A faithful copy of the whole listing is required, with nothing left out.

_ _ _ _

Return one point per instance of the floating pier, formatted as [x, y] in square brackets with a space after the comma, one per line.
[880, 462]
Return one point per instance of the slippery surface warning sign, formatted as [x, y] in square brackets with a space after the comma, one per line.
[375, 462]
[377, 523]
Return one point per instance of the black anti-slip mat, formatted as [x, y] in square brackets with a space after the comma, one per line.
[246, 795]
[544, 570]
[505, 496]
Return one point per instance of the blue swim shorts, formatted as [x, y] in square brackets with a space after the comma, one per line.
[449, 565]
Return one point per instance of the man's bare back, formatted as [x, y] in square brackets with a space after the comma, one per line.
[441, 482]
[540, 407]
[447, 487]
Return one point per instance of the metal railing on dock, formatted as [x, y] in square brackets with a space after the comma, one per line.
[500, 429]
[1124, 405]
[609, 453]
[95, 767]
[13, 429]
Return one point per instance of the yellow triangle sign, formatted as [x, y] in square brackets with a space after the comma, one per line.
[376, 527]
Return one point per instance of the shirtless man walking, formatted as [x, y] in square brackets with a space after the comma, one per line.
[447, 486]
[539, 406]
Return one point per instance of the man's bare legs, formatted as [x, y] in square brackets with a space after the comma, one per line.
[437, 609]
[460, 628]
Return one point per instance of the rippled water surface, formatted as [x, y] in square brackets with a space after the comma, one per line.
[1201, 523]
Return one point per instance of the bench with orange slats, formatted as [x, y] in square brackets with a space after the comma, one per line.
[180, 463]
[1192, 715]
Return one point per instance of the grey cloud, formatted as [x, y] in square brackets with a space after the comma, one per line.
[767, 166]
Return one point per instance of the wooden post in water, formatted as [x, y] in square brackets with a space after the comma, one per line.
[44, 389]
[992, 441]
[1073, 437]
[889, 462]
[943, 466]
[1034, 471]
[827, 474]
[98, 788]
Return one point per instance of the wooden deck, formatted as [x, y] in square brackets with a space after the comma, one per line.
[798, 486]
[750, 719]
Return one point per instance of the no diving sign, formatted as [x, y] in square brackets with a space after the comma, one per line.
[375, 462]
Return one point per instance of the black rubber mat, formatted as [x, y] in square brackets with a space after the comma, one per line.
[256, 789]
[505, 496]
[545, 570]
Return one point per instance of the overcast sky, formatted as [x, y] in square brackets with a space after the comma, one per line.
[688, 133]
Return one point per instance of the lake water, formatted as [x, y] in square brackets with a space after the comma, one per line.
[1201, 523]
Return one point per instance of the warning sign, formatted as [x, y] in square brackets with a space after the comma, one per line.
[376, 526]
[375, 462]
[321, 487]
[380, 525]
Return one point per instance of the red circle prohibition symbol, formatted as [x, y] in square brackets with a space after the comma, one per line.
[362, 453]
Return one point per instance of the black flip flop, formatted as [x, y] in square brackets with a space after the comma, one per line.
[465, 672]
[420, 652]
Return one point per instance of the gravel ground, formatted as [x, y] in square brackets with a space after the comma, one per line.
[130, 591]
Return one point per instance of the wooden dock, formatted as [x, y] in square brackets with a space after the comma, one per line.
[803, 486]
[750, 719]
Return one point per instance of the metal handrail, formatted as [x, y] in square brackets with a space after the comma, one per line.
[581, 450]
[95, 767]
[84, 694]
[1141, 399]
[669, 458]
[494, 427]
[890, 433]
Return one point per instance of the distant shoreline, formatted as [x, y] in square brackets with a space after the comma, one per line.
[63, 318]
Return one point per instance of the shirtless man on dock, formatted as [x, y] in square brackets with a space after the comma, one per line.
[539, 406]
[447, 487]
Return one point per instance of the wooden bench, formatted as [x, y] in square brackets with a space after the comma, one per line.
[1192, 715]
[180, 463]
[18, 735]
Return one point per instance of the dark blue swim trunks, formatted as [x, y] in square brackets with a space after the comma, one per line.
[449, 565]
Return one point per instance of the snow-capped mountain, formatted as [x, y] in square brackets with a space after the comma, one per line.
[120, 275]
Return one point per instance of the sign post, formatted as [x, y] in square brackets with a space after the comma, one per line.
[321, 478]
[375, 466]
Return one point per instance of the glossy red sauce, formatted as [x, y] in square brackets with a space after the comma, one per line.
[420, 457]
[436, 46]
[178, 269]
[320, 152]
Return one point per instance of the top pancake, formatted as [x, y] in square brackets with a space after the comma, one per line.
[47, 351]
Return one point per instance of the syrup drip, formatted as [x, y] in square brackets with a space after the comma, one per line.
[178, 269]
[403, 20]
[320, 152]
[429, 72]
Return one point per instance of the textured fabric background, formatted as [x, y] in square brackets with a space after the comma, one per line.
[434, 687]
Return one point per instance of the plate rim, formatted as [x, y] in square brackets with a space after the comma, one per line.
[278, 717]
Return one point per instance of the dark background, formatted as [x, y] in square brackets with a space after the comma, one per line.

_ _ _ _

WRITTEN SOLUTION >>
Return one point per instance of the floating pier, formatted as [x, y] in square brackets with a space after the comma, one per line.
[880, 462]
Return one point per instance of the slippery surface warning sign, formatted as [x, y] in square brackets with a space after the comma, one per line.
[375, 462]
[377, 523]
Return one point per instance of the black anti-slip mat, formatted as [x, y] in square brackets with a space after the comma, one per line.
[246, 795]
[544, 570]
[505, 496]
Return one point per instance of the blue swim shorts, formatted as [x, y] in square brackets with a space after the comma, one per line.
[449, 565]
Return one point per instance of the man's bare back, formatted as [x, y] in square brackets with a space after the comma, one per line.
[441, 482]
[540, 407]
[447, 487]
Return one point per instance of the metal railing on dock, formatted as [x, y] in square brackets with a space after the comma, one per line.
[500, 429]
[1124, 405]
[609, 453]
[95, 767]
[13, 429]
Return one point per instance of the yellow triangle sign, formatted as [x, y] in square brackets with a space after the comma, one per line.
[376, 527]
Return one point per instance of the shirtless man walking, formatted as [x, y] in square brackets with a space after the comma, one per line.
[447, 486]
[539, 406]
Return one point per instance of the man's bare legs, formatted as [x, y] in square brackets with a space after the comma, one per line.
[437, 609]
[460, 628]
Return one point per instance of the rippled water surface, formatted as [x, y] in square brackets with a space after the comma, one per line.
[1201, 523]
Return one point per instance of the bench with orange slats, formatted as [x, y] in square brackets with a space after the comma, one per line.
[180, 463]
[1192, 715]
Return one point per instance of the grey cloud, formatted as [x, y] in square brackets with a space after the comma, one per line.
[767, 166]
Return one point per instance of the wooden post in water, formatted as [x, y] in square brackets with a space after the comma, one per line.
[44, 389]
[992, 441]
[1073, 437]
[889, 462]
[943, 466]
[1034, 471]
[827, 474]
[98, 788]
Return one point per instance of the wooden deck, formatted as [x, y] in square brackets with a space after the comma, one per line.
[798, 486]
[750, 719]
Return one point per instance of the no diving sign, formatted as [x, y] in square brackets with a space after the comma, one per line.
[375, 462]
Return one point per instance of the black rubber mat, formatted as [x, y] in square brackets with a space after the comma, one per line.
[256, 789]
[505, 496]
[545, 570]
Return one point per instance of the overcast sky, formatted as [x, y] in square brackets with a space after the comma, one per line.
[688, 133]
Return one point per instance of the lake water, formatted as [x, y] in square brackets with a space after the comma, one per line.
[1201, 523]
Return one point per instance of the warning sign, formatted as [x, y] in square brackets with a space after the comma, one per line.
[376, 526]
[375, 462]
[321, 487]
[380, 525]
Return one point per instance of the red circle prohibition symbol, formatted as [x, y] in square brackets with a space after the comma, one per line.
[362, 453]
Return one point per instance of the black flip flop, formatted as [x, y] in square brackets with a space after the comma, one per line.
[465, 672]
[420, 652]
Return one point per instance of the gravel ground, formatted as [x, y] in square brackets with a space after the comma, one per line.
[130, 591]
Return one point per instance of the wooden dock, formatted as [x, y] in square brackets with a space after the comma, one per line.
[803, 486]
[750, 719]
Return one point per instance of the metal handrail, formatted as [x, y] in square brackets with a space after the comma, one per line.
[581, 450]
[95, 767]
[84, 694]
[1141, 399]
[669, 458]
[494, 427]
[890, 433]
Return one point per instance of the distant shoreline, formatted as [x, y] in square brackets with a space after the comma, one per line.
[63, 318]
Return one point per instance of the shirtless man on dock, formatted as [x, y] in square brackets with a space after the comma, one per line.
[539, 406]
[447, 487]
Return one point per instance of the wooden bench, formatted as [x, y] in square brackets with a space after the comma, one per line.
[1192, 715]
[180, 463]
[18, 735]
Return one point per instance of the dark blue swim trunks, formatted as [x, y] in square brackets with a space after the comma, one per line.
[449, 565]
Return one point per instance of the snow-capped mountain, formatted as [x, y] in square brackets with a space after the comma, one per line.
[120, 275]
Return one point per instance of the sign post, formatted as [x, y] in square brackets with a space after the comma, one per line.
[321, 478]
[375, 466]
Return one point per instance of the glossy red sauce, formatted as [x, y] in square brackets with a space after the comma, one per line.
[420, 457]
[436, 46]
[178, 269]
[320, 152]
Return one point per instance of the top pancake, formatted as [x, y] in square brackets with a space after the comma, one per line.
[47, 351]
Return one point per instance of the syrup drip, formatted as [x, y] in square brackets with a space after the comma, one per line.
[178, 269]
[403, 20]
[320, 152]
[429, 72]
Return one point per instance of the textured fabric background, formatted as [x, y] in square brackets with a space after the comma, one per line.
[434, 687]
Return one point per instance of the plate rim, formatted as [x, y] in square brackets with a space after the comma, one per line.
[278, 717]
Return one point per instance of the dark background, formatted as [x, y] in square brackets with a space after the comma, one per line.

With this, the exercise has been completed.